### Saved entries
===
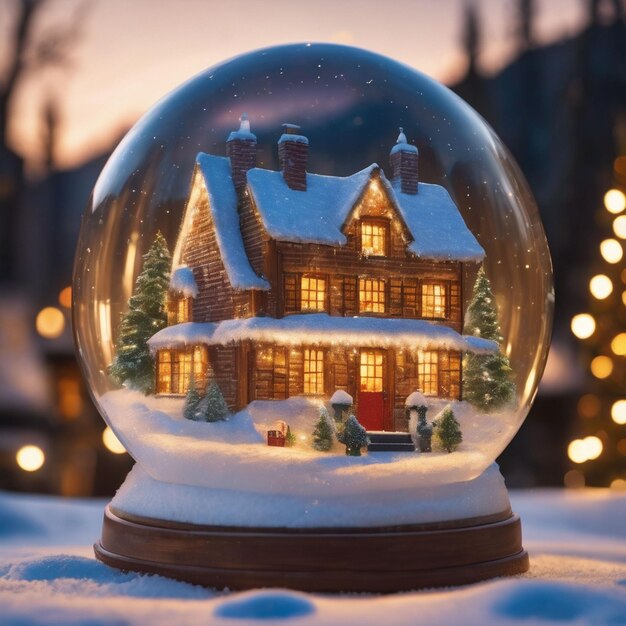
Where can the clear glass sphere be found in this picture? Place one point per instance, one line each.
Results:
(340, 256)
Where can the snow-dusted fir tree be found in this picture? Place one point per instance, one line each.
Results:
(212, 407)
(353, 436)
(192, 399)
(487, 378)
(448, 430)
(323, 432)
(133, 365)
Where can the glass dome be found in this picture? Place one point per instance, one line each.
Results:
(302, 248)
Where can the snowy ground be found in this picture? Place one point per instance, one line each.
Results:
(576, 540)
(233, 454)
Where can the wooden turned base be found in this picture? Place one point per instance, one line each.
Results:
(383, 560)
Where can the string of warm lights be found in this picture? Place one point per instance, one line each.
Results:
(600, 331)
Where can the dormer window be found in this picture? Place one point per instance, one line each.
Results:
(374, 235)
(312, 293)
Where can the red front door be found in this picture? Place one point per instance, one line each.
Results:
(371, 392)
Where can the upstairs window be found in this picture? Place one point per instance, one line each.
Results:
(374, 238)
(312, 293)
(433, 300)
(371, 295)
(314, 372)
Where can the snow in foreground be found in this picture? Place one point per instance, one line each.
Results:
(233, 454)
(576, 541)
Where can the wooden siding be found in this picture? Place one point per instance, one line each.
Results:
(216, 299)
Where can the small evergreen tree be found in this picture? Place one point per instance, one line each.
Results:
(323, 432)
(192, 399)
(212, 407)
(133, 365)
(353, 436)
(290, 438)
(487, 378)
(448, 431)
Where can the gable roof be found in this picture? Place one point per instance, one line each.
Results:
(318, 214)
(223, 206)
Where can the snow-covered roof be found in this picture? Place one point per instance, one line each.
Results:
(318, 214)
(322, 329)
(223, 207)
(183, 280)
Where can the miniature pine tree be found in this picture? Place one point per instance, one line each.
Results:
(290, 438)
(192, 400)
(353, 436)
(212, 407)
(133, 365)
(487, 378)
(448, 431)
(323, 432)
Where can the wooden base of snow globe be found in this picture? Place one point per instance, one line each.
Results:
(447, 535)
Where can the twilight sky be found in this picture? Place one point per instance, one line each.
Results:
(132, 52)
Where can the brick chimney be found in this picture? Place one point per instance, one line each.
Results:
(404, 163)
(241, 149)
(293, 152)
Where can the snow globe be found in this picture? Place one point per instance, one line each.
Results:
(313, 300)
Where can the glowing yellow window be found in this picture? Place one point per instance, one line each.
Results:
(433, 300)
(371, 370)
(314, 371)
(373, 238)
(371, 295)
(312, 293)
(428, 372)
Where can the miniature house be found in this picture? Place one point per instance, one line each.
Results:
(287, 283)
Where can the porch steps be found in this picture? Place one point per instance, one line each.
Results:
(390, 442)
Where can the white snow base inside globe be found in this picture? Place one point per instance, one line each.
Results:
(145, 497)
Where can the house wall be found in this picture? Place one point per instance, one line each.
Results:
(216, 299)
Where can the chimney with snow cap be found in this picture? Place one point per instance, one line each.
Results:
(404, 161)
(293, 152)
(241, 149)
===
### What to produce
Write out the data above in full and exactly, but not the pictures.

### Exercise answer
Where can the clear glass sphere be found in this picture? Place one point per instance, one line each.
Results:
(340, 256)
Where can the snow-dusted fir tree be found in this picture? Place one point per instance, one line each.
Results:
(212, 407)
(353, 436)
(192, 399)
(487, 378)
(448, 430)
(323, 432)
(133, 365)
Where can the glass dome be found in this picture? Place one point per instance, one line each.
Results:
(302, 248)
Where can the snowy ground be found in this picture? Place one point per instance, one line each.
Results:
(576, 540)
(233, 454)
Where can the wooden turned base be found in this picture? Place one point per instance, one line each.
Results:
(383, 560)
Where can the string of warm lights be found in this picture? Place one point per instance, one line each.
Results:
(600, 331)
Where can the dormer window be found in this picture? Place one point per instance, one line each.
Results:
(374, 235)
(312, 293)
Where can the red front door be found in this picture? Place one point per instance, one line each.
Results:
(371, 392)
Where can the upstairs window be found in this picture? Place one point per instance, one line each.
Results:
(374, 238)
(312, 293)
(433, 300)
(371, 295)
(314, 372)
Where can the snow in foreground be found in this picture? Place one point per instance, one line each.
Results:
(233, 454)
(576, 541)
Where can the wooden siding be found in this picture? Place one point per instance, one line each.
Results:
(216, 299)
Where can the small evergreen tree be found in this picture? Place one point per instance, one line each.
Results:
(323, 432)
(192, 399)
(212, 407)
(133, 365)
(353, 436)
(290, 438)
(487, 378)
(448, 431)
Where can the gable roof be found in this picture? Place one point per instance, one line each.
Results:
(318, 214)
(223, 206)
Where can the snow-covered roof be found in this picture? Place one point per instance, one line each.
Results:
(318, 214)
(322, 329)
(223, 207)
(183, 280)
Where can the miniature pine tree be found in this picture? Place one point per instance, one line each.
Results:
(290, 438)
(192, 400)
(353, 436)
(212, 407)
(133, 365)
(487, 378)
(448, 431)
(323, 432)
Where can the wooden base of snow globe be found in this picture? Place one point per instance, one line each.
Results:
(447, 535)
Where can the twilight sky be found in this picture? Place one point per instance, one line each.
Results:
(132, 52)
Where can the brick chimney be found in this picture? Place one point per instance, one line each.
Results:
(404, 163)
(241, 149)
(293, 152)
Where can the snow globe be found in this picture? Place one point per instance, one line each.
Results:
(313, 300)
Where can the glowing yellow window be found in this picture? Place one point per instance, one line each.
Results:
(433, 300)
(371, 370)
(314, 371)
(373, 238)
(371, 295)
(312, 293)
(428, 372)
Where can the miniature house be found in this picture? Place one point per instance, one line each.
Results:
(287, 283)
Where can the porch steps be found in this picture? Place one point per instance, one line each.
Results:
(390, 442)
Where can the white snow base inside globe be found in this picture? Place one point per instance, one line each.
Results:
(145, 497)
Where can the house wall be found in this picture? Place one point per instance, one line each.
Results:
(216, 299)
Where can the chimney with snow cap be found in this picture? Place one point per instance, one line each.
Results:
(404, 161)
(293, 152)
(241, 149)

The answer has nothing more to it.